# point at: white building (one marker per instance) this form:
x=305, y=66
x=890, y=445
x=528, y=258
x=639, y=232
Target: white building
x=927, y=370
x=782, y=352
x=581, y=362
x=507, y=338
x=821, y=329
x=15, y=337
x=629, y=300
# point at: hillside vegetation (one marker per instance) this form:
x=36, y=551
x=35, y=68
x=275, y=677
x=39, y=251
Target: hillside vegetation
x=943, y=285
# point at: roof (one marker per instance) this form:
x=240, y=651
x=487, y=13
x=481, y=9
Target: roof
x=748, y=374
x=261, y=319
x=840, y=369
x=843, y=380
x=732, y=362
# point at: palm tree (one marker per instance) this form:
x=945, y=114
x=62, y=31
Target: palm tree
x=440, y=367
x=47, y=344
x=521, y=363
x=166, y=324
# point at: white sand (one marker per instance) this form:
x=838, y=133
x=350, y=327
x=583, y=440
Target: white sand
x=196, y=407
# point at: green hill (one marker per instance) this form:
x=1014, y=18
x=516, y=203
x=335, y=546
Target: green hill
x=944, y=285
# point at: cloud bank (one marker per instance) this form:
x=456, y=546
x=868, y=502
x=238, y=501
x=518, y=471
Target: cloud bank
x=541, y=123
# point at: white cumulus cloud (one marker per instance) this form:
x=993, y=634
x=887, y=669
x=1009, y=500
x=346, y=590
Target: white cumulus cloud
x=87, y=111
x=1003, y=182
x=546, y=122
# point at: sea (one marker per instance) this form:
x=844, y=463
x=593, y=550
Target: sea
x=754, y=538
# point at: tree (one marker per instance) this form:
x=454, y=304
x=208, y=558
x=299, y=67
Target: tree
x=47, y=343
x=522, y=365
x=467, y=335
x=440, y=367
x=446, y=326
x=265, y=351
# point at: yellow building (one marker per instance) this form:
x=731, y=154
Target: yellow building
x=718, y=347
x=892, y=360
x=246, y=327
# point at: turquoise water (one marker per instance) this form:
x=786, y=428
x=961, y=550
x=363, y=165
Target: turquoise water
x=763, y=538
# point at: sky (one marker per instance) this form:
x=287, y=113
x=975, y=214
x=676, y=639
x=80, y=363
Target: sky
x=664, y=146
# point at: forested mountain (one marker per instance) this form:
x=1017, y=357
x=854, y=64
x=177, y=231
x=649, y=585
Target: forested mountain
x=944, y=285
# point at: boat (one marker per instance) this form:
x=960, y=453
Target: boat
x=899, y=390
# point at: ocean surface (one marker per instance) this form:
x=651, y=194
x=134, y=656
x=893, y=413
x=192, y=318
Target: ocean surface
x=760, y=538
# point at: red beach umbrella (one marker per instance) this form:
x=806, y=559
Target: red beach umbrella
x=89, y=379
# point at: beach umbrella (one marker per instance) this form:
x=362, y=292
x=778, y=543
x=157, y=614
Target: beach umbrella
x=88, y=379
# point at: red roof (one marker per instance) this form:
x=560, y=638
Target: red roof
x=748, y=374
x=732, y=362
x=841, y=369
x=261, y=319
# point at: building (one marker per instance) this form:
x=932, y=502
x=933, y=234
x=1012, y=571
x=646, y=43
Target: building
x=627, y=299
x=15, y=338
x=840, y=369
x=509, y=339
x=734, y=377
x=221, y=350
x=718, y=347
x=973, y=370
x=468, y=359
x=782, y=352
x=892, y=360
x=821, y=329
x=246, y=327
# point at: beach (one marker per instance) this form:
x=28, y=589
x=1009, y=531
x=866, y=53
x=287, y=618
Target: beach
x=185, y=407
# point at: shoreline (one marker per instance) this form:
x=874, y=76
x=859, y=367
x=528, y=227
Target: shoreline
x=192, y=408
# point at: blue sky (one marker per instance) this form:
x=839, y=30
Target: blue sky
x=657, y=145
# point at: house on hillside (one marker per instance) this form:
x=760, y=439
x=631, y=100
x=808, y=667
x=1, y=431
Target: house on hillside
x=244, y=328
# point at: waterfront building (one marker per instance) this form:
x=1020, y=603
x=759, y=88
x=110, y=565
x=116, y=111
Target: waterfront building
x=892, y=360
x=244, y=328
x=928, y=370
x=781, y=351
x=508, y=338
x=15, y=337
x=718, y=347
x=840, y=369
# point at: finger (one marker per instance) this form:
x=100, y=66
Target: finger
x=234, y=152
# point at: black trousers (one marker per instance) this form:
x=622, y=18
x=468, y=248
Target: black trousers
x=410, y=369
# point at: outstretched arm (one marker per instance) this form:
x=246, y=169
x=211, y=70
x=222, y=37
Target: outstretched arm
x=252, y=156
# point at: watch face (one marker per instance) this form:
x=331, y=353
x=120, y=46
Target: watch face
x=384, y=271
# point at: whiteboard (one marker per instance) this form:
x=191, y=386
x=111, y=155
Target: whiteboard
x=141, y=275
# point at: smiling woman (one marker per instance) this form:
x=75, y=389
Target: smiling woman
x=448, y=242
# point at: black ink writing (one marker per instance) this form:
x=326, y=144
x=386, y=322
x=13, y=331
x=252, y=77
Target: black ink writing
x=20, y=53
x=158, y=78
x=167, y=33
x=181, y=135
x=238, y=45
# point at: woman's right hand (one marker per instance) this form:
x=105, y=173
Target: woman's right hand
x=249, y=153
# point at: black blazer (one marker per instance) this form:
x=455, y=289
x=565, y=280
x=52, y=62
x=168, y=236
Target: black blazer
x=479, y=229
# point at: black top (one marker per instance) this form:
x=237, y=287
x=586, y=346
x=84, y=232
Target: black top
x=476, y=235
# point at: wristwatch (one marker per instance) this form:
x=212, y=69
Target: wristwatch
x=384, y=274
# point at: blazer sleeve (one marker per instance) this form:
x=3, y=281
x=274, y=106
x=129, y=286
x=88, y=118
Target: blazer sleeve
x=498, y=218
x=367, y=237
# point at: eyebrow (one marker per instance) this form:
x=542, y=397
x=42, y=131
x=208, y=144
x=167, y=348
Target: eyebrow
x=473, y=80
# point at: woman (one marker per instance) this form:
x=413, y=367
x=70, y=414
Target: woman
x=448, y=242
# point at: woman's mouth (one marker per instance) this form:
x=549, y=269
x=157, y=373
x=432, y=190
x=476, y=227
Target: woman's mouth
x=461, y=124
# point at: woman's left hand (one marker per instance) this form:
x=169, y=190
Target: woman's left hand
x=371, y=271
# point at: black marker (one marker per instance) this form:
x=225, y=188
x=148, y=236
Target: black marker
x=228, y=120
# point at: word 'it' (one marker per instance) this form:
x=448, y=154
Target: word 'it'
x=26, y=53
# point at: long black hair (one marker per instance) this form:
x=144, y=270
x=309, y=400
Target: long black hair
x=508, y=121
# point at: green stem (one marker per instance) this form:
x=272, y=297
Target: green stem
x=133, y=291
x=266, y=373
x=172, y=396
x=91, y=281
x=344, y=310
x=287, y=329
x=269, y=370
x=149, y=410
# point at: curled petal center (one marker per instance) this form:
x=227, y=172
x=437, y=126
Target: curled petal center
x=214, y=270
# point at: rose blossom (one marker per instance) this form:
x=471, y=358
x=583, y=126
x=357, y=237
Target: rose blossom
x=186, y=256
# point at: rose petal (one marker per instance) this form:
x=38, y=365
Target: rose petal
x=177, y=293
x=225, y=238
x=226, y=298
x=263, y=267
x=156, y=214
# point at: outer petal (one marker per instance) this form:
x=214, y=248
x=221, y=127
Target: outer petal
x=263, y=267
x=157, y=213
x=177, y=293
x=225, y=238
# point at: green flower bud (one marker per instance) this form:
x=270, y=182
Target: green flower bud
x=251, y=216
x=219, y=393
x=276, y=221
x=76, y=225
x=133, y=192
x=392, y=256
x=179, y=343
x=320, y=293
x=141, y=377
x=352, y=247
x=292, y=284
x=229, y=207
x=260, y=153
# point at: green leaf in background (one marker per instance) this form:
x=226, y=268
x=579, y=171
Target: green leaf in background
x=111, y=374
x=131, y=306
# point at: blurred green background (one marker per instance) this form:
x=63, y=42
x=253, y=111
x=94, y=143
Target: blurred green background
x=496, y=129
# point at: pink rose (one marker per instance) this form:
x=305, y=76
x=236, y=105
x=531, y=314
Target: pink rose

+--

> [Exercise aim]
Rewrite the data from its first line through the line containing "x=943, y=285", both included and nothing after, keeping the requests in place. Scale each answer coordinate by 0.9 and round to a whole number with halves going up, but leave the numbers in the requests and their sample forms unchanged.

> [Answer for this exercise]
# point at: white building (one marker per instance) this form:
x=305, y=66
x=890, y=445
x=528, y=258
x=639, y=232
Target: white building
x=834, y=333
x=704, y=317
x=523, y=326
x=456, y=304
x=739, y=296
x=14, y=303
x=566, y=270
# point at: hillside vegetation (one marker per instance) this form:
x=36, y=551
x=35, y=68
x=275, y=677
x=39, y=251
Target: hillside vegetation
x=849, y=257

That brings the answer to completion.